== What this task involves ==
In the forum post about building a robot, list every machine part named in the paragraph that begins "Imagine a beater."

== Text segment ==
┄┄┄┄┄┄┄┄┄┄

Do you mean youre trying to drive the beater directly from the motor?
17th February 2017, 16:20
Yeah, i fear the driving might be a problem, but since it will be very slow anyway, i can't hunt anybody down even if i could drive it well. And with those gyroscopics... even turning will be interesting.
Sadly, battery and ESCs are way bigger than the gearboxes, so i had to put them further to the "opening" of the cone where the beater is, and the wheels further to the tip. i still got about 5cm wedge from the wheels to the end of the bot, but yeah, that's not much.
I know it might be stupid, but hey... it's my first bot, and since i don't expect much of it, i thought i could as well try to go for an interesting design not seen that often instead of building the typical box shape. There will most likely other bots follow, where i'll go more for function than form.
And no, no direct drive (i may be stupid and ignore some advices, but not this one^^)
That's why i asked about the pulleys (question 2). It's just... the Motor will basically sit "inside" the weapon diameter.
Imagine a beater. now double it up, with the axis joined together. now in this middle space the motor will sit, and the pulley will go there. (that's why i can't just order one if it doesn't work, i need one made from two pieces with a rectangular cross section i could then screw together again. Possibly another stupid idea, but if i put all of them in one bot, i have less left for the next one!)
and yeah, spokes as wide as possible to make them sturdy seems reasonable, only the weapon could store more energy with the weight further on the outside... still, "not under 30" again is something i could hopefully work with.
(maybe after the weekend i could post some rough scetches/pictures of the parts aligned as in the bot to clarify the design a bit, if you are interested. but not much to see yet, since many materials will only arrive the next few days. mostly just having the "guts" of the bot by now and playing tetris in a paper box with them)
Last edited by Runsler; 17th February 2017 at 16:23.

┄┄┄┄┄┄┄┄┄┄

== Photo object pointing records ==
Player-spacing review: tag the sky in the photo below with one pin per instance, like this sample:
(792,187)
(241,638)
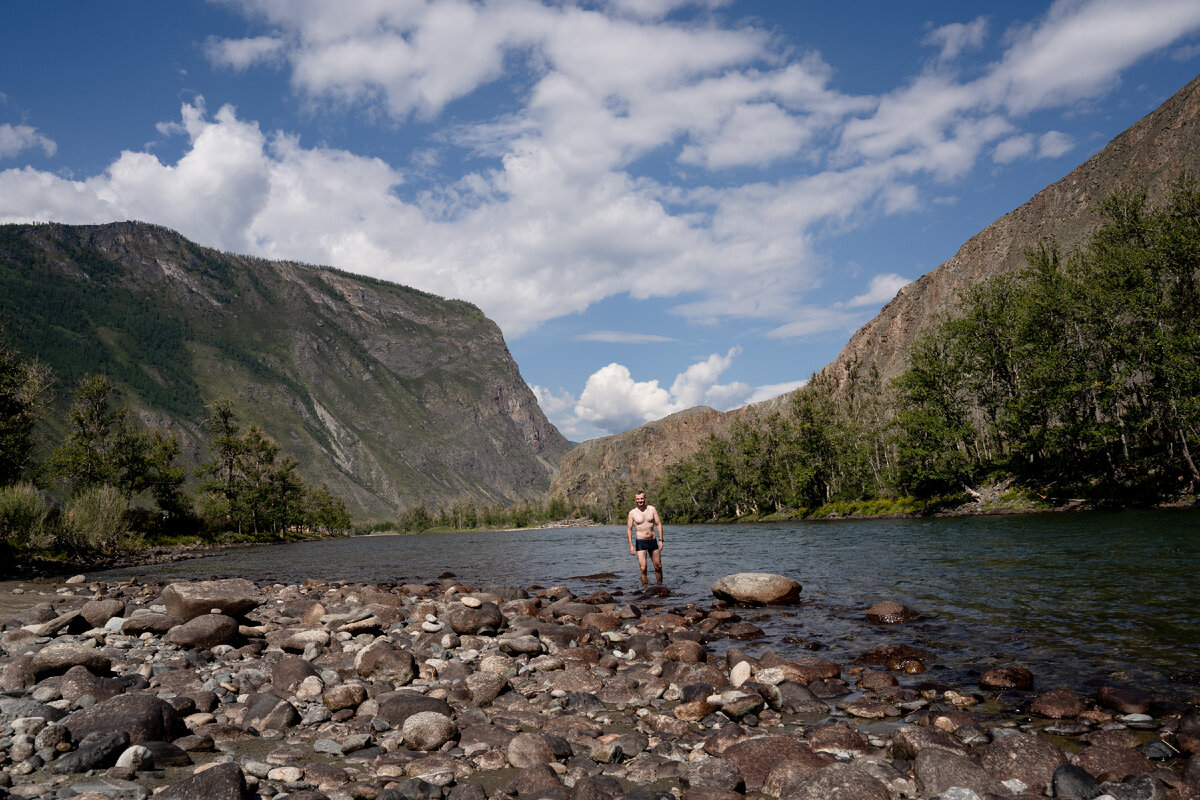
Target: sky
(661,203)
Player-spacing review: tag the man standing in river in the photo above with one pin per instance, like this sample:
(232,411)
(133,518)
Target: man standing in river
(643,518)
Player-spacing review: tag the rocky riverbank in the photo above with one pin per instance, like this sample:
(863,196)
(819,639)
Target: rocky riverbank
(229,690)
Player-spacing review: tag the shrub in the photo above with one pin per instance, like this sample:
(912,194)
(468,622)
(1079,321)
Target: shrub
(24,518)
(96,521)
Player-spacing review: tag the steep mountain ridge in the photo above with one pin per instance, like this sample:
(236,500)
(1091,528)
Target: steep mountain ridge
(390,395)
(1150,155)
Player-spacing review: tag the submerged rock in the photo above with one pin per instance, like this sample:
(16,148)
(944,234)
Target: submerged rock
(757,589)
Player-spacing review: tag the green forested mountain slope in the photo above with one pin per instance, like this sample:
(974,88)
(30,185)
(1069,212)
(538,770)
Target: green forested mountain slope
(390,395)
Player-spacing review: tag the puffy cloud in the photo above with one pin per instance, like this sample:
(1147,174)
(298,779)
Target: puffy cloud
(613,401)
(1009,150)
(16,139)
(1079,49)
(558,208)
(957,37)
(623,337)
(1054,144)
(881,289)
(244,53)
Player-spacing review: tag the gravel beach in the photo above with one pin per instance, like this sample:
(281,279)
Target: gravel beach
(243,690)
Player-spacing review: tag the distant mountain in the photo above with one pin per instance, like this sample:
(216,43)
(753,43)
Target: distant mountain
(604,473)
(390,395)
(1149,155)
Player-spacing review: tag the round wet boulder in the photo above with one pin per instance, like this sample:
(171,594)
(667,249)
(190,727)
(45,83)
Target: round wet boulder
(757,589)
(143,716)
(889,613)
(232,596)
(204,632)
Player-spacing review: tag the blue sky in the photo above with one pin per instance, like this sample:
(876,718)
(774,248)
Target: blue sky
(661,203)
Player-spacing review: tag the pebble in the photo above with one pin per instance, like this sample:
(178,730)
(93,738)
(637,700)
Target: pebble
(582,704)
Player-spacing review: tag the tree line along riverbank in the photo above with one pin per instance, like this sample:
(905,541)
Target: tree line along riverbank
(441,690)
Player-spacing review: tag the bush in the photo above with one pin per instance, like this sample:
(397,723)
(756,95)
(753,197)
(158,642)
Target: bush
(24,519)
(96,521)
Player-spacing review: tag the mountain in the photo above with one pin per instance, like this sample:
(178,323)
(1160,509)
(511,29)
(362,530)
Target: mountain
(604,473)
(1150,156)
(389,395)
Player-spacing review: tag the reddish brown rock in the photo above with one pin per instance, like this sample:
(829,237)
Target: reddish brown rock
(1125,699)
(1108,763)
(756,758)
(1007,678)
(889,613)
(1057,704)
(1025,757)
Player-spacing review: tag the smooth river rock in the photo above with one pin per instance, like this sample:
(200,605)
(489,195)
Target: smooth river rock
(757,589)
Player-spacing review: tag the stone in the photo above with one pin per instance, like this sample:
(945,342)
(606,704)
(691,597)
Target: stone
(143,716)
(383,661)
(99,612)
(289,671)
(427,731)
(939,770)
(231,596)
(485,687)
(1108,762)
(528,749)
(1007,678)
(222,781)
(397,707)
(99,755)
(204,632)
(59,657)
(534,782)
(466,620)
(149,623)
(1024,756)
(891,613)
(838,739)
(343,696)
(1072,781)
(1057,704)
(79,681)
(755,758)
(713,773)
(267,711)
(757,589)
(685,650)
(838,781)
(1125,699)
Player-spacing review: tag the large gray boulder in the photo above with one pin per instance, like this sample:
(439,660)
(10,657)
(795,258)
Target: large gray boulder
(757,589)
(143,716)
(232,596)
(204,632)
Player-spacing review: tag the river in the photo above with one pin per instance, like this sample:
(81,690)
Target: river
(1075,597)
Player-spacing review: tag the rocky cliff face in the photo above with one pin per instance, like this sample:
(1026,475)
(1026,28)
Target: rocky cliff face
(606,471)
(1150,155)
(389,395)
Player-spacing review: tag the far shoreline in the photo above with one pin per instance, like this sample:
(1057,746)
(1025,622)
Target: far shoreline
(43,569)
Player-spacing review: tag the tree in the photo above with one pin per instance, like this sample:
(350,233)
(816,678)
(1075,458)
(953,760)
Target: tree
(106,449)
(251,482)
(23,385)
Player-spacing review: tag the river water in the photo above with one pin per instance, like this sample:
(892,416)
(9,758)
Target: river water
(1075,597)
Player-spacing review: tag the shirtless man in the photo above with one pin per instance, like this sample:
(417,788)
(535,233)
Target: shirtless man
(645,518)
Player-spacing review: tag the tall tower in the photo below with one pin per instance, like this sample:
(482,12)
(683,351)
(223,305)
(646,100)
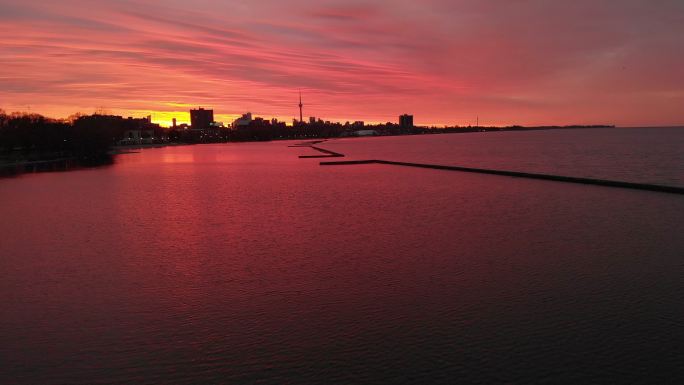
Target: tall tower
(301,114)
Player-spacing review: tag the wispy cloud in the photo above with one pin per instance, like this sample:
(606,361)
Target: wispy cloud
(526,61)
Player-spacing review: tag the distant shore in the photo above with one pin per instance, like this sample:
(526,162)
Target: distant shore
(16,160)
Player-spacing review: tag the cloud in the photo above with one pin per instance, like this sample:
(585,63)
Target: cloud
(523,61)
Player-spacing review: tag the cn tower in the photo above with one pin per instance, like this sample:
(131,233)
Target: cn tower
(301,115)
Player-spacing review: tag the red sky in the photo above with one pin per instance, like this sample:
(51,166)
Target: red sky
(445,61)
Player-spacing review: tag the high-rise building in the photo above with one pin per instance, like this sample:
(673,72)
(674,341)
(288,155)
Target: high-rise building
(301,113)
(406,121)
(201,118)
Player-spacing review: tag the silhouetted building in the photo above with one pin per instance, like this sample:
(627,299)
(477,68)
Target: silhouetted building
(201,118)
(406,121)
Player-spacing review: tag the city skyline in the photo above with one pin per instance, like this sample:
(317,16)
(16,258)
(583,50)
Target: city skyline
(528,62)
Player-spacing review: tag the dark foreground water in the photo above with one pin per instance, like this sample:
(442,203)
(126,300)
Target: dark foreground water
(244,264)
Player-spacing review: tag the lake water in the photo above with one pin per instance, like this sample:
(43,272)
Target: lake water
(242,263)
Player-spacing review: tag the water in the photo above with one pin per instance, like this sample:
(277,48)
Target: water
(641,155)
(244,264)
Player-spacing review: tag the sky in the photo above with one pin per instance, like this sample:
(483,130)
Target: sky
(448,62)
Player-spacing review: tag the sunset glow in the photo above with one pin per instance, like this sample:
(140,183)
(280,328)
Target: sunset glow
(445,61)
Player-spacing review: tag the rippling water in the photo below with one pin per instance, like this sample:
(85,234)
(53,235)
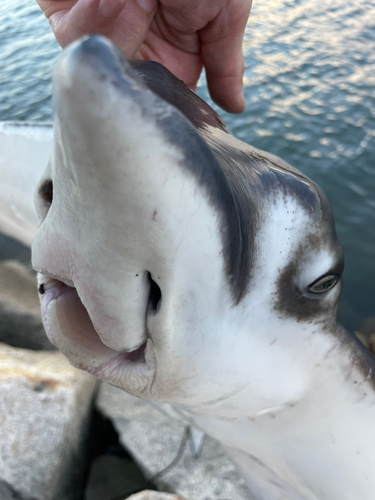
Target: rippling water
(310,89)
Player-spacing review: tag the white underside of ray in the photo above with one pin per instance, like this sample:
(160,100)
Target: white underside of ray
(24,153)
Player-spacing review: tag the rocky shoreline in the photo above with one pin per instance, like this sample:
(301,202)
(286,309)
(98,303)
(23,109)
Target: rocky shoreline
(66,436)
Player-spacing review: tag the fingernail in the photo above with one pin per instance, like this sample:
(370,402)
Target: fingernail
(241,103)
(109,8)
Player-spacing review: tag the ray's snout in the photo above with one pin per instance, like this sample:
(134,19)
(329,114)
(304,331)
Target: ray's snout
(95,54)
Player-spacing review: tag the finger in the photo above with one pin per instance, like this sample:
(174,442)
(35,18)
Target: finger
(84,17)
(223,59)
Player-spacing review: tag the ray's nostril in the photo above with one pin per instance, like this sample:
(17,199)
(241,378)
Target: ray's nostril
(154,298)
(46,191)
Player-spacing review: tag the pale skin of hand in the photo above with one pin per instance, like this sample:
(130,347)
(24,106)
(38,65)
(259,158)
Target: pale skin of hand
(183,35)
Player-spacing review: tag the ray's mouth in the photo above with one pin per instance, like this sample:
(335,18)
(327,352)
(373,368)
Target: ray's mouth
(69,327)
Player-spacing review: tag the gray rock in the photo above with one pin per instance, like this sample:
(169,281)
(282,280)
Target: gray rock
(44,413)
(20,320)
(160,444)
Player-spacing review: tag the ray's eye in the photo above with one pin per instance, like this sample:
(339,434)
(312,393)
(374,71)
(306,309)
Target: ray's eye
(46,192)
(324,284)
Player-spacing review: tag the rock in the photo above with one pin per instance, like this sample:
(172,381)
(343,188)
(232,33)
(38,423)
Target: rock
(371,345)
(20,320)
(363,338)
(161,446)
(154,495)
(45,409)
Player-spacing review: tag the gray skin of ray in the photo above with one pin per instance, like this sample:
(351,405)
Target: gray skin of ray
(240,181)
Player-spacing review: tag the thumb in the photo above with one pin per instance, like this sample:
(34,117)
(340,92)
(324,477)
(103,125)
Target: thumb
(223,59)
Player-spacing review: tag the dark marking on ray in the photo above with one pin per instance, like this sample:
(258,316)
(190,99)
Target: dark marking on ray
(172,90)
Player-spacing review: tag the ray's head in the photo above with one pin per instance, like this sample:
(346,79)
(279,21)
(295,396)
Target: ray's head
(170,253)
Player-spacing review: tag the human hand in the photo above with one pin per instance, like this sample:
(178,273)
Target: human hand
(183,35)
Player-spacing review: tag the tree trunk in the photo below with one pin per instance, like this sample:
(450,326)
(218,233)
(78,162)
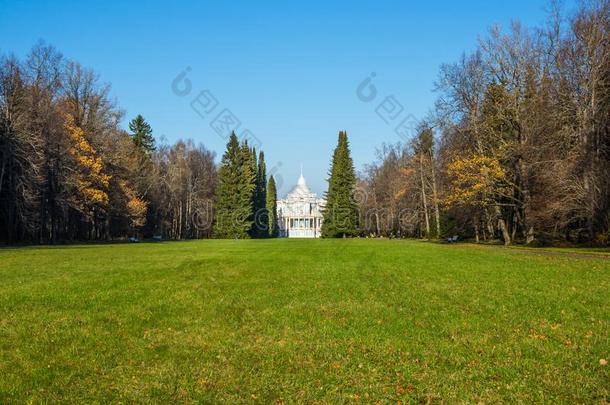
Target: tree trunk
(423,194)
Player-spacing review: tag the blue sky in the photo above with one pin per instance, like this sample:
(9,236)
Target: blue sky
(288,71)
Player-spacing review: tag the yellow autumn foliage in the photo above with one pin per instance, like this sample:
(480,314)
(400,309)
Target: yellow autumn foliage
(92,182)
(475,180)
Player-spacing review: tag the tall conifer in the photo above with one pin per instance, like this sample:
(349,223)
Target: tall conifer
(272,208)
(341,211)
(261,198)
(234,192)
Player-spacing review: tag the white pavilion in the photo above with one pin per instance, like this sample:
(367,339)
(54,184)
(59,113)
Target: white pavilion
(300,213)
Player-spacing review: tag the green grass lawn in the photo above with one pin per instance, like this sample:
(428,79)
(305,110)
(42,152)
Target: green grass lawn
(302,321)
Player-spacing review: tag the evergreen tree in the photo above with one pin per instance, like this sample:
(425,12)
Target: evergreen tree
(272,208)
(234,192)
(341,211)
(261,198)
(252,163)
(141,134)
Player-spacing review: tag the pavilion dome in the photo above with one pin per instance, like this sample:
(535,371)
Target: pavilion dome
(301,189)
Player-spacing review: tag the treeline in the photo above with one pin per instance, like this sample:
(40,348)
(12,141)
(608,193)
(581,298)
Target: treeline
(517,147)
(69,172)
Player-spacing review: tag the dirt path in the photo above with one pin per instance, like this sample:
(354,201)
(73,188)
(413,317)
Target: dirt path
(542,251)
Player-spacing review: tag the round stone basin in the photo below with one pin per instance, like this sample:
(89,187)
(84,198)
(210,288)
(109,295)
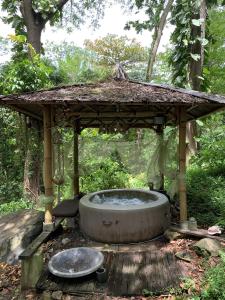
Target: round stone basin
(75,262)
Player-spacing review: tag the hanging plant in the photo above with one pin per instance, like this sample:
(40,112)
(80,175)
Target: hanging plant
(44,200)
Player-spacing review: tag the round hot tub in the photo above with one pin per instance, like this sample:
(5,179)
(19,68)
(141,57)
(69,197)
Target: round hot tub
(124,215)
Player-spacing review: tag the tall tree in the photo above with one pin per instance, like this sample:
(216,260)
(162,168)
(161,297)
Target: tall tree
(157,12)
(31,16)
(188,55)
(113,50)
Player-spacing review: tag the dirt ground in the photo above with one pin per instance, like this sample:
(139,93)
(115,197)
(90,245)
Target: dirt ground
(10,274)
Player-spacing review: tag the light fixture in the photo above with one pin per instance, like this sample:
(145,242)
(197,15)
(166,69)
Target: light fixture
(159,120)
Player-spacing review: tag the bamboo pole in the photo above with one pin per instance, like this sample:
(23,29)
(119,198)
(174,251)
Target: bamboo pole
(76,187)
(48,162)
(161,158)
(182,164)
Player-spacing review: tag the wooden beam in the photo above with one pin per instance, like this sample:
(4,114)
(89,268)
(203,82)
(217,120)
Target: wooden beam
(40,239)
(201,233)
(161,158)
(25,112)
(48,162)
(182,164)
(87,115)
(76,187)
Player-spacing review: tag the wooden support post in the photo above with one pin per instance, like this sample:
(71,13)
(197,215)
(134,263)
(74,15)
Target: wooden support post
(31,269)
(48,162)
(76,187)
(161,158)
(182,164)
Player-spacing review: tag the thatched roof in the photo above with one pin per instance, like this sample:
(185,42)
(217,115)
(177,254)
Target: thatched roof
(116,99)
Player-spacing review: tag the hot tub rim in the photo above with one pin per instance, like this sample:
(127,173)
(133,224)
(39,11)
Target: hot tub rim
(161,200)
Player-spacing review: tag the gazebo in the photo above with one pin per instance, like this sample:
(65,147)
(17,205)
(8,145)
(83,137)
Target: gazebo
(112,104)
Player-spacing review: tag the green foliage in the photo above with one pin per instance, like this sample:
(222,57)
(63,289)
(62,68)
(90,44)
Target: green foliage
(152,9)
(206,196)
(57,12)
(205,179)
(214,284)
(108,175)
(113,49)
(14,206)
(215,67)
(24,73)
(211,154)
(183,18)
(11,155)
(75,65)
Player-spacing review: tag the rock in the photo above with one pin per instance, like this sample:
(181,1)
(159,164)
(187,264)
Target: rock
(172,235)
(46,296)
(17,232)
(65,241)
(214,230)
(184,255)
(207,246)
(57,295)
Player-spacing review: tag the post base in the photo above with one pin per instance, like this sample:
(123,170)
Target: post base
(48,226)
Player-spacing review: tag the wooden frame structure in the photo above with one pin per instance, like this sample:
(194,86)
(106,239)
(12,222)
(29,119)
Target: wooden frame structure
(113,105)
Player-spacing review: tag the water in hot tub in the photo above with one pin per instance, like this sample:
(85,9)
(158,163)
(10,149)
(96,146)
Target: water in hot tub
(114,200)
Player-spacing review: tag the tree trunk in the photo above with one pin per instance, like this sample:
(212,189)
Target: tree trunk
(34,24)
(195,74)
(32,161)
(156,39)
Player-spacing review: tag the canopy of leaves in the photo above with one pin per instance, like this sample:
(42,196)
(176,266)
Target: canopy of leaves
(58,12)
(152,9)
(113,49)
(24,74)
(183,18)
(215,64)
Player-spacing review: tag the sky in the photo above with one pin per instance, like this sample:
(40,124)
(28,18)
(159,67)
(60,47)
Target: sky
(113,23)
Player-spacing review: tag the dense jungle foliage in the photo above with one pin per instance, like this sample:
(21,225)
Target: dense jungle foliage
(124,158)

┄┄┄┄┄┄┄┄┄┄

== Correct result ==
- beater
- axis
- motor
- pulley